• **Text segment**
>>>
# My first talking skull



## Chuck (Oct 10, 2009)

This is my first attempt at making a talking skull. I used a Gemmy talking skull and a single channel color organ. Everything is housed inside the skull.

For anyone interested, I will explain the symbol on the forehead and the headphones. I made this skull for my Sensei (actualy he is Goshi) who hosts a radio show called Atemi-Cast. It was a copy of the logo they use. The symbol represents Atemi-Ryu Ju-Jitsu.

Anyways, The audio is not so good in the video (wife was doing dishes in the background) and the jaw doesn't sync perfectly. I still need to tweek that.

Let me know what you think.


----------



## RRHUNTER (Aug 13, 2011)

Its great. Where do you get Gemmy skulls?


----------



## Chuck (Oct 10, 2009)

Got them at Lowes last year after Halloween.


----------



## RoxyBlue (Oct 6, 2008)

It actually doesn't look too badly out of sync. I might not have noticed it at all if you hadn't mentioned it

The voice is excellent. Did you record the track yourself?


----------



## Chuck (Oct 10, 2009)

RoxyBlue said:


> It actually doesn't look too badly out of sync. I might not have noticed it at all if you hadn't mentioned it
> 
> The voice is excellent. Did you record the track yourself?


I downloaded the track off the Internet. It was just a test file to see if it all worked. This is actually going to be used to say lines from old Kung-Fu movies when they do appearances at some of the UFC fights.

So I guess if it is old kung-fu movies then being out of sync isn't all that bad.


----------



## CAH (Sep 8, 2009)

Hi Chuck - That looks great and is something I would like to do. Do you know where you got the instructions for it?


----------



## Chuck (Oct 10, 2009)

CAH said:


> Hi Chuck - That looks great and is something I would like to do. Do you know where you got the instructions for it?


Not really instructions per say. Just read that someone used a light organ to power to power a talking skull before, so I just improvised with what I had. I will take some pictures of the inside over the next few days and write a tut for it.

It is actually pretty simple to do, but you do need to be able to solder and have a very basic understanding of electronics.


----------



## BIGANT (Jul 13, 2010)

Thats awesome chuck, was the light organ cheaper than the midify your skull board?/


----------



## Chuck (Oct 10, 2009)

BIGANT said:


> Thats awesome chuck, was the light organ cheaper than the midify your skull board?/


Not sure what the midify costs, but a single channel organ is about $7 from Chaney electronics. Here is a link.
http://www.electronickitsbychaneyelectronics.com/SINGLE-CHANNEL-COLOR-ORGAN-KIT/productinfo/C4738/


----------



## BIGANT (Jul 13, 2010)

yeah thats cheaper for sure i think the midify your skull boards cost around 30-40

http://www.division-6.com/learn/midify-your-skull-installation.php


----------



## Chuck (Oct 10, 2009)

CAH said:


> Hi Chuck - That looks great and is something I would like to do. Do you know where you got the instructions for it?


CAH, I created a tutorial for this and posted it in the How-To forum.
http://www.hauntforum.com/showthread.php?p=568079#post568079


----------



## turtle2778 (Jul 9, 2006)

This is a great job. I have plenty of these skull lying around I should try this.


----------
<<<
• **Raw data**
>>>
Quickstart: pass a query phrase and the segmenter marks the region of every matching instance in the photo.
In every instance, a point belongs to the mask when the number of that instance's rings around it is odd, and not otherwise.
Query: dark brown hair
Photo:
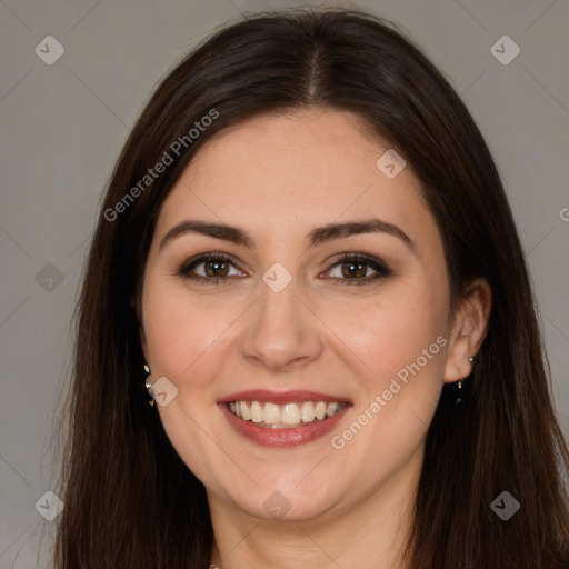
[[[465,401],[457,409],[455,386],[445,386],[428,431],[409,567],[565,569],[569,455],[499,173],[467,108],[421,50],[392,24],[342,9],[263,13],[224,27],[168,74],[133,128],[79,303],[57,567],[208,567],[204,487],[147,403],[137,295],[161,203],[197,150],[256,114],[307,107],[357,113],[405,158],[440,229],[452,300],[476,277],[492,289]],[[172,163],[141,186],[164,152]],[[508,521],[490,508],[503,490],[521,503]]]

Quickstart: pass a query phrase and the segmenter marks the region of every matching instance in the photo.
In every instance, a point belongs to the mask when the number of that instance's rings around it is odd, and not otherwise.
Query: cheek
[[[142,311],[152,375],[159,373],[179,388],[202,381],[203,356],[221,341],[230,313],[208,310],[171,280],[150,278],[146,283]],[[197,371],[200,371],[197,375]]]

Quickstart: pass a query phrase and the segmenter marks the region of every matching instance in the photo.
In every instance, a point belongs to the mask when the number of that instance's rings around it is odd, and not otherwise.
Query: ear
[[[442,380],[452,383],[472,371],[470,357],[476,357],[488,331],[492,292],[486,279],[472,280],[455,311],[449,351]]]

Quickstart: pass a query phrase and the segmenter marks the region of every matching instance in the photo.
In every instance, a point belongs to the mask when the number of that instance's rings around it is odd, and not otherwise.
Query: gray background
[[[50,567],[56,522],[34,503],[56,488],[52,428],[69,376],[69,322],[97,207],[130,128],[160,78],[197,41],[240,12],[282,6],[297,4],[0,2],[0,569]],[[336,6],[403,26],[485,134],[527,252],[553,397],[569,435],[569,3]],[[46,50],[49,34],[66,50],[52,66],[34,52],[38,44]],[[490,51],[505,34],[521,49],[509,64]]]

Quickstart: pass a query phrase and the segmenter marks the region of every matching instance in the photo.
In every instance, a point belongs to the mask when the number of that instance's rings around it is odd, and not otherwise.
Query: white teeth
[[[272,429],[295,428],[333,417],[346,403],[333,401],[290,402],[282,406],[260,401],[230,401],[229,410],[246,421]]]
[[[287,403],[280,412],[280,422],[296,425],[300,422],[300,410],[297,403]]]
[[[315,416],[316,418],[321,421],[325,418],[326,415],[326,403],[323,401],[318,401],[315,407]]]
[[[262,422],[263,419],[263,411],[261,403],[259,401],[253,401],[251,403],[251,420],[253,422]]]
[[[241,407],[241,417],[246,421],[248,421],[251,418],[251,416],[249,413],[249,407],[247,407],[247,402],[246,401],[241,401],[241,403],[238,403],[238,405],[240,405],[240,407]]]
[[[300,408],[300,419],[302,422],[311,422],[315,420],[315,406],[310,401],[305,401]]]
[[[280,422],[280,407],[274,403],[264,403],[263,421],[267,425]]]

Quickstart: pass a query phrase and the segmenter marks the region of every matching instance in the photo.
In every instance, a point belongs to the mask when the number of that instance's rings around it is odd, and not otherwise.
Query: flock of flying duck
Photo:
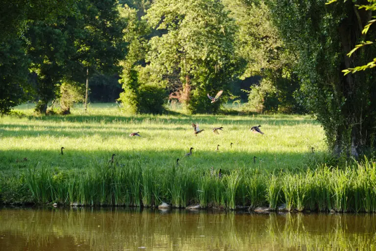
<<<
• **Work to do**
Answer these questions from the talking skull thread, one per line:
(a) Where did Chuck get the Gemmy skulls?
(b) About how much does a single channel color organ cost from Chaney electronics?
(c) What is the skull going to be used to say?
The records are separate material.

• **Expected answer**
(a) At Lowes, last year after Halloween.
(b) About $7.
(c) Lines from old Kung-Fu movies, when they do appearances at some of the UFC fights.